>> BEGIN Records to use

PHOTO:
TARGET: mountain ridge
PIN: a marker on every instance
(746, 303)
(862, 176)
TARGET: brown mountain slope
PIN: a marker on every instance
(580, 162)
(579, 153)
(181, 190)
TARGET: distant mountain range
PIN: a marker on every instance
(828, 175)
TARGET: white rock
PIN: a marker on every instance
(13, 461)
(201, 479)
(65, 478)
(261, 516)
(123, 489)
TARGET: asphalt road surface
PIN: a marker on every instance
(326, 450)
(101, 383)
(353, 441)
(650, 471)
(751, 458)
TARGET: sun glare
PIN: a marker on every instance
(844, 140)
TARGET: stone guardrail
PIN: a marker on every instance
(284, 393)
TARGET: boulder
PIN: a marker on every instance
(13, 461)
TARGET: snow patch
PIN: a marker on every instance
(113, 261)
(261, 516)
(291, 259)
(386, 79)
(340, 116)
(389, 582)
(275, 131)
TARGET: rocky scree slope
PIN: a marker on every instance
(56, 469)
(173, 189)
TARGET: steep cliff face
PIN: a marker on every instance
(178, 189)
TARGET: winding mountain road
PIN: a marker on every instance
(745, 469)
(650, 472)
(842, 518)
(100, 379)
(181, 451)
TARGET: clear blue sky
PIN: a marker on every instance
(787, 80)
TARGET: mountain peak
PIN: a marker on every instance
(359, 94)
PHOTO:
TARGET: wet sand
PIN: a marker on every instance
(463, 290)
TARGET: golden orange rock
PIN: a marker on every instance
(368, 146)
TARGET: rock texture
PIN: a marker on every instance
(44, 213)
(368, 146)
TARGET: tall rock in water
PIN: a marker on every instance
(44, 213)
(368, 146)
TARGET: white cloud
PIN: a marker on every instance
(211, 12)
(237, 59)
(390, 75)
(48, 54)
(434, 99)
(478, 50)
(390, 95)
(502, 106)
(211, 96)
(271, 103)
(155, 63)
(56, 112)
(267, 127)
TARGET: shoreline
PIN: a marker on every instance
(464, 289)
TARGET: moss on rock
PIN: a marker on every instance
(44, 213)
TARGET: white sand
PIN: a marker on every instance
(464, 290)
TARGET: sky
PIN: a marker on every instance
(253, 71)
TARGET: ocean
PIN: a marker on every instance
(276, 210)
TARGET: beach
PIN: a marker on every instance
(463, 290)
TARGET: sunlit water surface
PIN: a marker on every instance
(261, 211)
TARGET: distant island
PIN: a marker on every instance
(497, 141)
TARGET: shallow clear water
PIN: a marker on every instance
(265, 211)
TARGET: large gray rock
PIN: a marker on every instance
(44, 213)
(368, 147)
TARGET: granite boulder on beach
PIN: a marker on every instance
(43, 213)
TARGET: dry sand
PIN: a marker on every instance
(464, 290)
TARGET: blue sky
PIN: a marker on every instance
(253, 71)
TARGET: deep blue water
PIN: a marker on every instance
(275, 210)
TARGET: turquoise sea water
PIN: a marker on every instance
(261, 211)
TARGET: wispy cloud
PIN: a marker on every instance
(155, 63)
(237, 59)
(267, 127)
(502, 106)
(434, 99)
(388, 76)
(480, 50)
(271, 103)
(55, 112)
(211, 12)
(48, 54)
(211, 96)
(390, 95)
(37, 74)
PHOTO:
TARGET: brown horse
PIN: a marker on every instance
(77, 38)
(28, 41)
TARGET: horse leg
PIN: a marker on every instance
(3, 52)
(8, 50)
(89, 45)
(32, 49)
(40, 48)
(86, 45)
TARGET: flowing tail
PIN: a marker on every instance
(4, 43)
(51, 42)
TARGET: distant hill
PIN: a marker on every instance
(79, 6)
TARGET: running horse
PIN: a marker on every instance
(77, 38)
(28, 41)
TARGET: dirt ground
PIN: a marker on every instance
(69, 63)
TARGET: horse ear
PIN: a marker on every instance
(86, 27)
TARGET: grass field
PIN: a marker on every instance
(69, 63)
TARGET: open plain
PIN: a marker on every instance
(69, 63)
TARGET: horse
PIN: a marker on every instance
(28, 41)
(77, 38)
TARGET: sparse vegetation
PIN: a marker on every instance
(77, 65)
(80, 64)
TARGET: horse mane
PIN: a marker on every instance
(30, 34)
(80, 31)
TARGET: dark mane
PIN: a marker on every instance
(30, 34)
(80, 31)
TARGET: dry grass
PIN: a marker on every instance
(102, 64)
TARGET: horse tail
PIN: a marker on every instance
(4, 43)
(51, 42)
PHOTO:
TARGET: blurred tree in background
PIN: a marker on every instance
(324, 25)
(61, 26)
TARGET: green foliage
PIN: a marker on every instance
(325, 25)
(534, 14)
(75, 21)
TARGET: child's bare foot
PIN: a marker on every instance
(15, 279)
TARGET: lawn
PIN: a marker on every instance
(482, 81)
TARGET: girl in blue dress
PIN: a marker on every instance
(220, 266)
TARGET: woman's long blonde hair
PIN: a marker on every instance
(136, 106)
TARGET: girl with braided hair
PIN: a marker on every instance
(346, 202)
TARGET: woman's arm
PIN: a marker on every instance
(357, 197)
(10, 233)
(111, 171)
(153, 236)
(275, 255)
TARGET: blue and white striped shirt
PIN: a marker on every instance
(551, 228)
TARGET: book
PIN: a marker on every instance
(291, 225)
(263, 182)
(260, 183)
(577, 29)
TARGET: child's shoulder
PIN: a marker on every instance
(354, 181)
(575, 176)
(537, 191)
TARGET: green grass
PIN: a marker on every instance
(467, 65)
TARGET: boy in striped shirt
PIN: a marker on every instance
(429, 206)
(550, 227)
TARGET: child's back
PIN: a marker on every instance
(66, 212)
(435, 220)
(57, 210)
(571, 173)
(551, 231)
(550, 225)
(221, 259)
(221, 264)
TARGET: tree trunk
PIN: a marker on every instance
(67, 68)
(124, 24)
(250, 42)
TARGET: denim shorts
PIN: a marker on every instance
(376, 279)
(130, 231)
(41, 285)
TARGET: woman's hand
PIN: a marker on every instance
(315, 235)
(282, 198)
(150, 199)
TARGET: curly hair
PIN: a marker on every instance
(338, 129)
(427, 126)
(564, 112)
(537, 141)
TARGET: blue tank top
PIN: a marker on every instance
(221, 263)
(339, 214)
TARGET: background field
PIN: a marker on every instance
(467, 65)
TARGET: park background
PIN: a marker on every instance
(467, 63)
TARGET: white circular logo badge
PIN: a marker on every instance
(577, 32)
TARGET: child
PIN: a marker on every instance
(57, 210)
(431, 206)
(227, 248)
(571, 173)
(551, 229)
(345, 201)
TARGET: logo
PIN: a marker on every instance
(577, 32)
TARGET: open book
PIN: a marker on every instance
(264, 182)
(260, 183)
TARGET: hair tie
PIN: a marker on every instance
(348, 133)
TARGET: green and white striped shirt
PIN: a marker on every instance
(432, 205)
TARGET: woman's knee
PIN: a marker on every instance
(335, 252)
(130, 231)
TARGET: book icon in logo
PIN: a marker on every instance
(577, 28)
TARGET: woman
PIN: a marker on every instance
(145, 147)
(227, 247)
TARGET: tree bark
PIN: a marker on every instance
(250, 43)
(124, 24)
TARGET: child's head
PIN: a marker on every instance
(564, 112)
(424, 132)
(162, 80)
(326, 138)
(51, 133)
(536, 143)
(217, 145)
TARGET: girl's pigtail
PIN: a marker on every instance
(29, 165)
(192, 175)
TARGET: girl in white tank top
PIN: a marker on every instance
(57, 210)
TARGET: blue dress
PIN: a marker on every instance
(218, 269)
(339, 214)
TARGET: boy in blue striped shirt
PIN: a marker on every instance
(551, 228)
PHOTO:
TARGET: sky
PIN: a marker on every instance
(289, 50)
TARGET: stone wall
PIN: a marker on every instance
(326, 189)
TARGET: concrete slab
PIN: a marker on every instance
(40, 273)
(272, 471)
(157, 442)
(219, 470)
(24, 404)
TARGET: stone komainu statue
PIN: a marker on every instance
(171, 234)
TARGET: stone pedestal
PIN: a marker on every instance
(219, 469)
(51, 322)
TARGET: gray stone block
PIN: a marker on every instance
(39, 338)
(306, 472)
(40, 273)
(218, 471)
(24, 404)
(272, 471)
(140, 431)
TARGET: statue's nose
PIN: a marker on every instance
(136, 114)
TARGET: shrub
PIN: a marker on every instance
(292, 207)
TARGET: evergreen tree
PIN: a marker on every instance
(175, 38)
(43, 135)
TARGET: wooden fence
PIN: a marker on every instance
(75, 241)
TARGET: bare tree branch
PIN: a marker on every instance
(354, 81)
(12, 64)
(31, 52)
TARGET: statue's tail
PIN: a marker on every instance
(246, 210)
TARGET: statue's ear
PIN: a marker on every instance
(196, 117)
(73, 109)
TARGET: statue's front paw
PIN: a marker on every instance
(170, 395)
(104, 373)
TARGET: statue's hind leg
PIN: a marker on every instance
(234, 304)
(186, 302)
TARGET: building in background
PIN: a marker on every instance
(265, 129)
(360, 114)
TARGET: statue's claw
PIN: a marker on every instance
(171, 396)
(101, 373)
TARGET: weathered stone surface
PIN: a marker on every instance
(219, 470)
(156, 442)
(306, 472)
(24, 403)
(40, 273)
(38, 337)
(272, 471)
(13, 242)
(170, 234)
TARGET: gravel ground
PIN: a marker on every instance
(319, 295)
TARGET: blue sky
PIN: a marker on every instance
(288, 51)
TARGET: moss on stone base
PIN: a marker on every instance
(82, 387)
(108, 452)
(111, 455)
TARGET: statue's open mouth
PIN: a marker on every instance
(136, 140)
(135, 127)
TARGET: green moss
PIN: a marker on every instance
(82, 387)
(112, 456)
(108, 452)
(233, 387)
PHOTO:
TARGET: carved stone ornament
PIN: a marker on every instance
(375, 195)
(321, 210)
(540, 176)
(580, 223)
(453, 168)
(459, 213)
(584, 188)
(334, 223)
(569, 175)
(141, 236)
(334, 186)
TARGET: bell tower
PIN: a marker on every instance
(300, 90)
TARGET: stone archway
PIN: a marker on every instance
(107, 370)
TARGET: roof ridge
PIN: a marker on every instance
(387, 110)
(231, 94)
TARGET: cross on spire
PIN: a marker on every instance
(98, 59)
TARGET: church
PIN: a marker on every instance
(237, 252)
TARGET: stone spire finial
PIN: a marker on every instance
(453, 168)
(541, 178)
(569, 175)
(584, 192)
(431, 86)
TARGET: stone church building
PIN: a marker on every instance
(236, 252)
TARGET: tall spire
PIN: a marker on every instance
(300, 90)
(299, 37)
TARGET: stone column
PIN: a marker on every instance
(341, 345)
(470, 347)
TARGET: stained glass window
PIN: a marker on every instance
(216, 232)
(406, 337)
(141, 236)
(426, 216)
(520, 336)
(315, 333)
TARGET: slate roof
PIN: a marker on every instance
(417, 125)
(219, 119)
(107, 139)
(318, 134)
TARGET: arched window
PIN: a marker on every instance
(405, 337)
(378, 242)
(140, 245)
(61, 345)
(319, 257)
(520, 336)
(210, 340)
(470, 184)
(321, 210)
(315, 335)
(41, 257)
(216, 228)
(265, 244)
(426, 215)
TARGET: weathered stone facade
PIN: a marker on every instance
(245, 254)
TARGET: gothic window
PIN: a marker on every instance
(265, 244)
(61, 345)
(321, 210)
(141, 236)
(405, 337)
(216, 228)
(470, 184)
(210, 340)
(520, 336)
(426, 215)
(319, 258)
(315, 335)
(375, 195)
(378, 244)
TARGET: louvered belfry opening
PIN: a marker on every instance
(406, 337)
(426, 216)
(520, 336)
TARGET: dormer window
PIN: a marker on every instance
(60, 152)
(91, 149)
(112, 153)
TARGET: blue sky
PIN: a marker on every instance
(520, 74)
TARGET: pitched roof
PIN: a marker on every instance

>> END Records to use

Exercise:
Each line from the one containing "TARGET: stained glass window" to the final line of the entries above must be returned exactly, and no other line may appear.

Task solution:
TARGET: stained glass window
PIN: a marker on every instance
(216, 232)
(406, 337)
(141, 236)
(426, 216)
(520, 336)
(315, 333)
TARGET: slate roof
PIN: a marker on every instance
(417, 125)
(219, 119)
(107, 139)
(318, 134)
TARGET: arched window
PIN: a marker on every instance
(405, 337)
(378, 242)
(140, 245)
(61, 345)
(319, 257)
(520, 336)
(210, 340)
(470, 184)
(321, 210)
(315, 335)
(41, 257)
(216, 228)
(265, 244)
(426, 215)
TARGET: weathered stone facade
PIN: a marker on every instance
(245, 254)
TARGET: gothic window
PIN: a marker on every instance
(265, 244)
(61, 345)
(321, 210)
(141, 236)
(405, 337)
(216, 228)
(470, 184)
(210, 340)
(520, 336)
(426, 215)
(319, 258)
(315, 335)
(375, 195)
(378, 244)
TARGET: louvered belfry opening
PIN: a marker on every instance
(406, 337)
(426, 216)
(520, 336)
TARGET: dormer window
PIN: a marker on every instance
(60, 152)
(91, 149)
(112, 153)
TARGET: blue sky
PIN: a marker on every instance
(520, 74)
TARGET: pitched roof
PIN: a marker on every instance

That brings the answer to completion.